Your task
Nothing but the lines from the one that contains "spot the flowing water." through the end of the listing should appear, set down exactly.

Pointing and labeling entries:
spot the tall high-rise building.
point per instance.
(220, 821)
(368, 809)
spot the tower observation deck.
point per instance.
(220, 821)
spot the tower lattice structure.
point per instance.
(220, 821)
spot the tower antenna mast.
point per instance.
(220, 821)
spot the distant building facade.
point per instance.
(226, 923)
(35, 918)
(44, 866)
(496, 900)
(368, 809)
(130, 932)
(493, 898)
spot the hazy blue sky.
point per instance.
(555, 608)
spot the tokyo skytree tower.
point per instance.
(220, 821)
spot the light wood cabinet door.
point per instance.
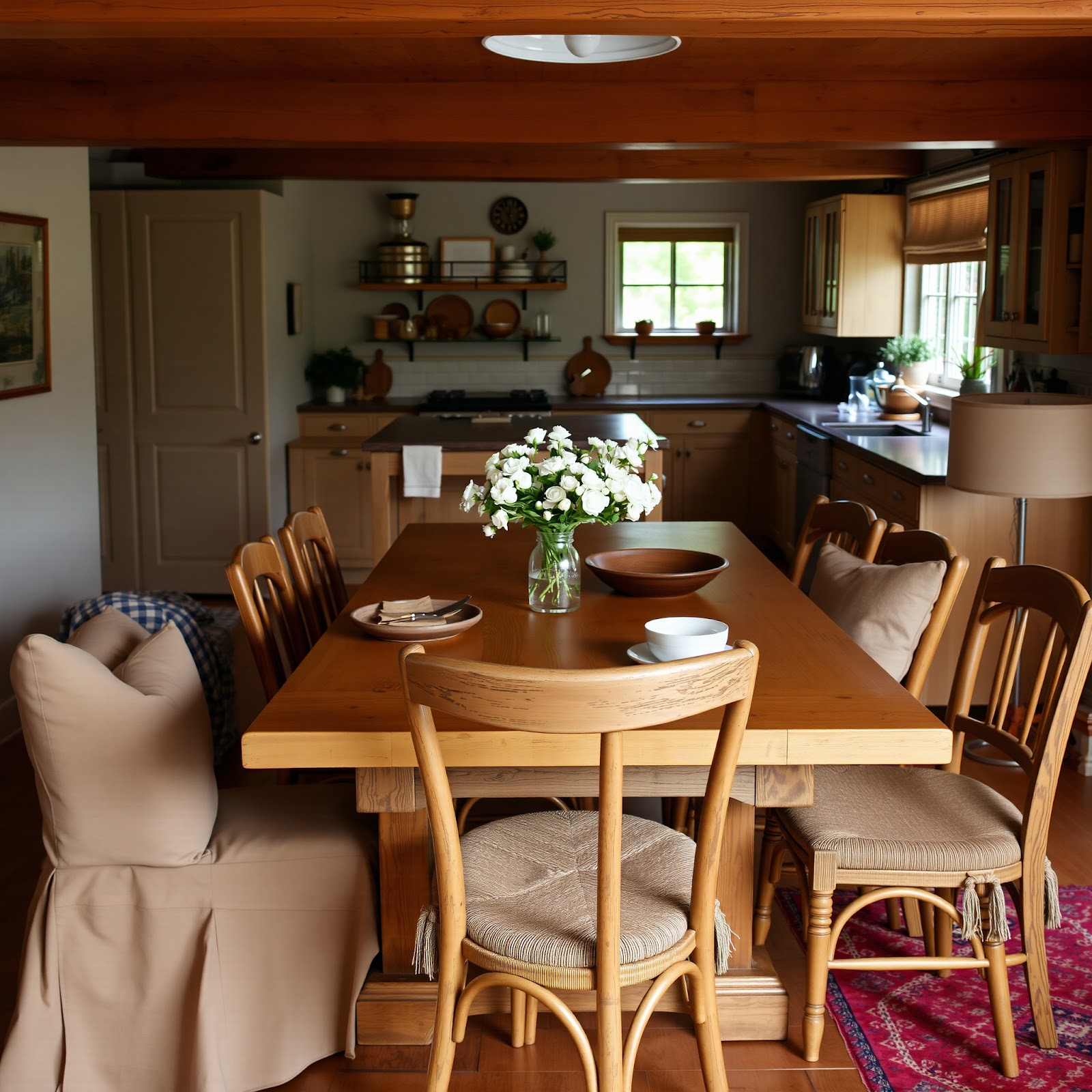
(339, 480)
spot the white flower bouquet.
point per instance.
(547, 484)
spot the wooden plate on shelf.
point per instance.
(588, 373)
(452, 314)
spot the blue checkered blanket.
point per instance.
(207, 638)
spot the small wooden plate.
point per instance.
(364, 618)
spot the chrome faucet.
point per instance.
(924, 402)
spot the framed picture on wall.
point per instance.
(25, 305)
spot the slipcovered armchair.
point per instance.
(180, 939)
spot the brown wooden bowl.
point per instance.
(655, 573)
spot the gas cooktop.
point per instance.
(468, 403)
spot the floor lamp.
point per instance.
(1026, 447)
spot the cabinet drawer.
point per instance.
(699, 422)
(891, 496)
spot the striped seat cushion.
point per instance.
(908, 819)
(531, 884)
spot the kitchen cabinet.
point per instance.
(1032, 296)
(707, 468)
(327, 468)
(853, 265)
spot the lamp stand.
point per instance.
(972, 748)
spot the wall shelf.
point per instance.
(409, 345)
(718, 341)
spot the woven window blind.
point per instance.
(948, 227)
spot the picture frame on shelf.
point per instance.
(25, 306)
(464, 258)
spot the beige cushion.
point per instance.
(884, 607)
(908, 819)
(124, 758)
(531, 887)
(109, 637)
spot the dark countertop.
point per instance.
(464, 435)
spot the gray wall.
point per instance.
(49, 544)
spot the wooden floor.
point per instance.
(485, 1063)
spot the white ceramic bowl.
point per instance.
(682, 638)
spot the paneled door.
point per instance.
(199, 369)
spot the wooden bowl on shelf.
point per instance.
(655, 573)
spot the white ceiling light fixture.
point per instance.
(581, 48)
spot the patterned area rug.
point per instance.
(915, 1032)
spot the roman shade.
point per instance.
(947, 227)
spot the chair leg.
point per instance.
(519, 1017)
(1035, 970)
(820, 904)
(912, 913)
(769, 873)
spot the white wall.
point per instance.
(49, 545)
(349, 218)
(289, 256)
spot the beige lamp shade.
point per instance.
(1021, 445)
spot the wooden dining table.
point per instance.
(819, 700)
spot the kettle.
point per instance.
(811, 375)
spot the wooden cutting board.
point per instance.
(588, 373)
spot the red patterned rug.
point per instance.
(915, 1032)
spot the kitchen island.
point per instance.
(467, 444)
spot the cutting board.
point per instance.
(378, 378)
(588, 373)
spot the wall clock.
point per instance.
(508, 216)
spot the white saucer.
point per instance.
(642, 653)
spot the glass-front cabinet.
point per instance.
(1032, 295)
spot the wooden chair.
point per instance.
(313, 562)
(923, 833)
(846, 523)
(603, 702)
(270, 611)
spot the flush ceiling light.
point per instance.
(580, 48)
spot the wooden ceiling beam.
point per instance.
(437, 19)
(888, 114)
(529, 163)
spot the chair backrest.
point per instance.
(270, 611)
(846, 523)
(909, 547)
(604, 702)
(1061, 609)
(313, 562)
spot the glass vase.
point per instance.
(554, 573)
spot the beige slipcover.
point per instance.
(179, 940)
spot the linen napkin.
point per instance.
(394, 609)
(422, 468)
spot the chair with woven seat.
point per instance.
(313, 562)
(516, 895)
(917, 573)
(924, 833)
(846, 523)
(269, 607)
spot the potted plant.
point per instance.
(906, 354)
(973, 369)
(336, 371)
(544, 240)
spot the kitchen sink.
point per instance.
(849, 429)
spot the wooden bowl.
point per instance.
(655, 573)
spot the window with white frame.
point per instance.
(946, 269)
(676, 270)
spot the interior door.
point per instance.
(199, 366)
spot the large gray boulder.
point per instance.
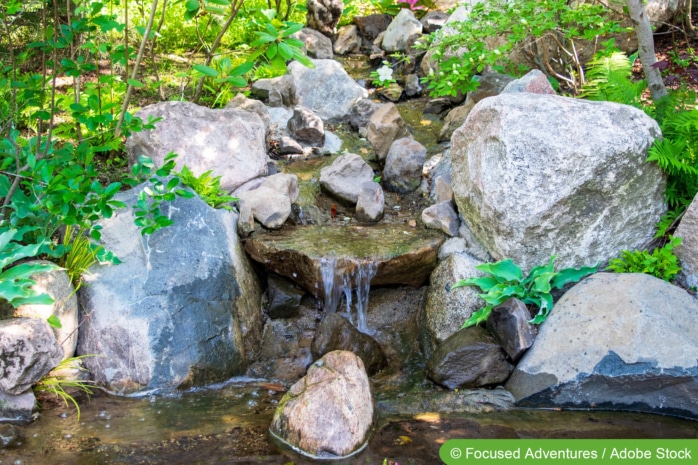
(28, 351)
(183, 309)
(327, 414)
(344, 177)
(446, 310)
(325, 89)
(230, 142)
(540, 175)
(619, 341)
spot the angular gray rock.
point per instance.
(442, 217)
(508, 323)
(230, 142)
(317, 45)
(269, 206)
(403, 165)
(284, 296)
(326, 89)
(335, 332)
(306, 126)
(402, 32)
(470, 358)
(371, 202)
(446, 310)
(348, 40)
(28, 351)
(540, 175)
(385, 126)
(327, 414)
(323, 15)
(618, 341)
(57, 284)
(344, 177)
(371, 26)
(183, 309)
(534, 82)
(687, 252)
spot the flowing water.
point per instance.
(228, 425)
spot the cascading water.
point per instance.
(337, 282)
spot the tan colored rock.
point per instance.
(328, 413)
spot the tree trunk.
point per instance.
(645, 41)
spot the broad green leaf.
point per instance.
(54, 322)
(572, 275)
(505, 270)
(206, 70)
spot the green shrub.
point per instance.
(506, 281)
(660, 263)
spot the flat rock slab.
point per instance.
(404, 255)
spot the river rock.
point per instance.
(579, 165)
(371, 26)
(687, 252)
(402, 32)
(56, 284)
(269, 206)
(344, 177)
(326, 89)
(442, 217)
(284, 296)
(231, 142)
(385, 126)
(285, 355)
(323, 15)
(16, 408)
(29, 351)
(402, 255)
(348, 40)
(446, 310)
(508, 323)
(371, 203)
(306, 126)
(317, 45)
(337, 333)
(470, 358)
(361, 113)
(403, 165)
(606, 345)
(327, 414)
(534, 82)
(182, 309)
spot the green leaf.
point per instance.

Written response
spot the flowing water.
point per instance.
(228, 425)
spot the cascading water.
point per instance.
(337, 282)
spot the tan colored rock.
point per instance.
(328, 413)
spot the tree trunk.
point per instance.
(645, 41)
spot the broad green leaf.
point per instance.
(54, 322)
(572, 275)
(505, 270)
(206, 70)
spot the green shrub.
point per instance.
(506, 281)
(660, 263)
spot the flat rock slab.
point per instance.
(404, 255)
spot the river rock.
point per instance.
(579, 165)
(371, 26)
(687, 252)
(402, 32)
(56, 284)
(269, 206)
(344, 177)
(326, 89)
(442, 217)
(284, 296)
(231, 142)
(385, 126)
(285, 355)
(323, 15)
(16, 408)
(29, 351)
(402, 255)
(348, 40)
(446, 310)
(508, 323)
(371, 203)
(306, 126)
(317, 45)
(337, 333)
(470, 358)
(361, 113)
(403, 165)
(606, 345)
(327, 414)
(534, 82)
(182, 309)
spot the green leaf.
point per instance.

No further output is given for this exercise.